WHAT YOU HAVE TO DO:
This exercise calls for every record to be set down exactly.

ENTRIES SHOWN:
____________________

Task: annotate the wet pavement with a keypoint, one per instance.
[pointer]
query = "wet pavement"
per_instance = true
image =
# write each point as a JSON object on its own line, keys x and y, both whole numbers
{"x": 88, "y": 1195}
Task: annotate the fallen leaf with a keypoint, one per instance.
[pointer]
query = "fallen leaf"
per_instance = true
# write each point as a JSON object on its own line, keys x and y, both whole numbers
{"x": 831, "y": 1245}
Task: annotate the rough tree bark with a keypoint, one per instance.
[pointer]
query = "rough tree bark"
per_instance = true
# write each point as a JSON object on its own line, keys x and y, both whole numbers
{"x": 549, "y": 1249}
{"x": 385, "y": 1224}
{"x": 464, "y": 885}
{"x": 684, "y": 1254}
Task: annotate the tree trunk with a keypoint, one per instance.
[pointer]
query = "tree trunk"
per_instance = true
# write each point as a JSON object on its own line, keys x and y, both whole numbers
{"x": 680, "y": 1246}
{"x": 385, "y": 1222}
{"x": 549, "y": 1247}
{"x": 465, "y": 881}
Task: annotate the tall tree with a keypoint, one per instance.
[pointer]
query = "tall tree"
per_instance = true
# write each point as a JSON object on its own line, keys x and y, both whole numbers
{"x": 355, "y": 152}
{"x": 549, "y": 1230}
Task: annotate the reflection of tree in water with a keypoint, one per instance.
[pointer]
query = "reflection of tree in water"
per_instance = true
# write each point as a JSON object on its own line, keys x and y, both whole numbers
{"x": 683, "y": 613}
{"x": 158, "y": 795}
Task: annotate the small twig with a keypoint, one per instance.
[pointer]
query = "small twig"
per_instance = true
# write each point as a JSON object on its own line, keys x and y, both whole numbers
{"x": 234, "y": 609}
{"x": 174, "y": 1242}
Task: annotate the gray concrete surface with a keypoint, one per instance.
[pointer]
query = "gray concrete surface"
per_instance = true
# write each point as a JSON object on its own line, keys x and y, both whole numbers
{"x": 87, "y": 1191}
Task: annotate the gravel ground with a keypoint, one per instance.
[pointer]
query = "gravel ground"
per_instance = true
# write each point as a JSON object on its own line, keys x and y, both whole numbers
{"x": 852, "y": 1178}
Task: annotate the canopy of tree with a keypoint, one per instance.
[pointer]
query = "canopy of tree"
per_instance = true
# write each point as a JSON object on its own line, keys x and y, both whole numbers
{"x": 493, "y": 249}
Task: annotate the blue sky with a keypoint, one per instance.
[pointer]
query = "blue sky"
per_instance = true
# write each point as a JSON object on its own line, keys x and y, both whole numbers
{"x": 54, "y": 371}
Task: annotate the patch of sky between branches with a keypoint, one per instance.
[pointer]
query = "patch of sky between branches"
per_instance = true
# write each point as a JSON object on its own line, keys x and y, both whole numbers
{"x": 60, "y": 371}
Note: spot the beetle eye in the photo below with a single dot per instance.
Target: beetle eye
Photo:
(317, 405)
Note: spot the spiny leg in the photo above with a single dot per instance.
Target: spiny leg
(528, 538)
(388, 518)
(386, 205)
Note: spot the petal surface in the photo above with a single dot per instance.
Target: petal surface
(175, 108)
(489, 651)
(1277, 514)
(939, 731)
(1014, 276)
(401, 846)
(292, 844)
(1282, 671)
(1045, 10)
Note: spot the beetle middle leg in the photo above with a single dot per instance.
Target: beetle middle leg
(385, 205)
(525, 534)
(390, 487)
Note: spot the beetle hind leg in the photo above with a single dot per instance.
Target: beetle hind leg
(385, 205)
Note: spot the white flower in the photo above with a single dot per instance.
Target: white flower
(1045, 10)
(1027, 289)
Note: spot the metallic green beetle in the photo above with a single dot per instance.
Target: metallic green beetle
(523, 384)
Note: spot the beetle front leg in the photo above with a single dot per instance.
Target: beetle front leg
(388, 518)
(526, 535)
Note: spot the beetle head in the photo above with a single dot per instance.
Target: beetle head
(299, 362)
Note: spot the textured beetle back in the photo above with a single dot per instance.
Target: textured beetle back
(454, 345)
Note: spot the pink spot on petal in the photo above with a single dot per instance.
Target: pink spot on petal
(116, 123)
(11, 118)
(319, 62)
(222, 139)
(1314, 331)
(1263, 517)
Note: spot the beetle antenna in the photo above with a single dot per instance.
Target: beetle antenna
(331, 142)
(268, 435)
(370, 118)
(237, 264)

____________________

EXERCISE ANSWER:
Task: annotate the wet pavement with a keypoint, one per instance.
[pointer]
query = "wet pavement"
per_instance = true
image =
# write each point as a JSON object on its own line, keys x and y, both whole numbers
{"x": 88, "y": 1195}
Task: annotate the fallen leaf with a keypoint, one per instance.
[pointer]
query = "fallen leaf"
per_instance = true
# write each point as a JSON object on its own line, keys x and y, both whole numbers
{"x": 831, "y": 1245}
Task: annotate the rough tree bark with a keypoint, one per instance.
[pointer]
query = "rough tree bark"
per_instance = true
# write each point as a JSON object on its own line, keys x and y, both whole numbers
{"x": 549, "y": 1249}
{"x": 385, "y": 1224}
{"x": 464, "y": 885}
{"x": 684, "y": 1254}
Task: annotate the tree trunk with a keypoint, one per instance.
[pointer]
query = "tree trunk"
per_instance = true
# write each point as a JSON object on its own line, keys x and y, both whole numbers
{"x": 680, "y": 1246}
{"x": 385, "y": 1222}
{"x": 549, "y": 1247}
{"x": 465, "y": 881}
Task: annotate the tall tree with a keypoint, one per instance.
[pointer]
query = "tall tree"
per_instance = true
# write each point as a JSON object on its own line, keys x and y, both whole numbers
{"x": 355, "y": 152}
{"x": 549, "y": 1230}
Task: annotate the reflection of tree in water with a keypoint, one per instance.
[pointer]
query = "reflection of tree in water"
per_instance = true
# write each point as a JSON object on its own line, keys x and y, both whole numbers
{"x": 683, "y": 613}
{"x": 158, "y": 795}
Task: annotate the small twig with a keypoint, one per instance.
[pointer]
query = "small twig"
per_instance = true
# write each point as a JSON object on its own line, keys x and y, both whole numbers
{"x": 234, "y": 609}
{"x": 174, "y": 1242}
Task: annotate the gray concrete surface with a keypoint, one per instance.
[pointer]
query = "gray concrete surface"
per_instance = true
# write each point as a JSON object on its own line, keys x and y, both whole numbers
{"x": 87, "y": 1191}
Task: annotate the gravel ground with a keypoint, one per instance.
[pointer]
query = "gravel ground"
per_instance = true
# write each point as a JSON object on its own line, keys x and y, both whole numbers
{"x": 852, "y": 1178}
Task: annotate the canopy of tree with a keypoint, one per instance.
[pointer]
query = "canopy of tree"
per_instance = true
# write each point as a JSON object on its own line, keys x and y, both whole numbers
{"x": 493, "y": 249}
Task: annotate the blue sky with a keypoint, one per instance.
[pointer]
query = "blue sky"
per_instance = true
# write each point as a JSON object on its own line, keys x and y, both whole numbers
{"x": 54, "y": 371}
Task: annotate the patch of sky between branches with a keypoint, one per instance.
[pointer]
query = "patch of sky between branches"
per_instance = true
# write each point as a JSON object on its own line, keys x and y, both whole numbers
{"x": 60, "y": 371}
Note: spot the beetle eye in the photo below with a single dot per instance.
Target: beetle eye
Photo:
(317, 405)
Note: spot the spiny leg in the photo above with a single dot per instance.
Target: spiny leg
(528, 538)
(388, 518)
(386, 205)
Note: spot the petal surface in the photo above with a single dot per instance.
Target: petal surface
(175, 108)
(489, 651)
(1277, 514)
(939, 731)
(1014, 276)
(401, 846)
(292, 844)
(1282, 671)
(1045, 10)
Note: spot the beetle middle leg in the photo above with a single dot per instance.
Target: beetle middle leg
(385, 205)
(525, 534)
(390, 487)
Note: spot the beetle hind leg in the photo above with a single dot per instance.
Target: beetle hind leg
(385, 205)
Note: spot the white flower in the photo above with a single dot per instance.
Target: white flower
(1045, 10)
(1027, 289)
Note: spot the metallic green beetle in the photo above with a single dot per instance.
Target: metallic green beetle
(523, 384)
Note: spot the beetle front leg in the photo above with a single dot per instance.
Target: beetle front leg
(388, 518)
(526, 535)
Note: spot the beetle head in the photo above with a single dot per instance.
Target: beetle head
(299, 362)
Note: spot the textured beetle back in the photo above with a single dot per instance.
Target: textured beetle back
(454, 345)
Note: spot the pink spot on petal in the photo above with a single dot per instance.
Target: pink spot on petal
(116, 123)
(11, 118)
(319, 62)
(222, 139)
(1314, 331)
(1263, 517)
Note: spot the beetle antenna in the photo above with a single dot per instance.
Target: beetle antenna
(331, 142)
(268, 435)
(370, 118)
(237, 264)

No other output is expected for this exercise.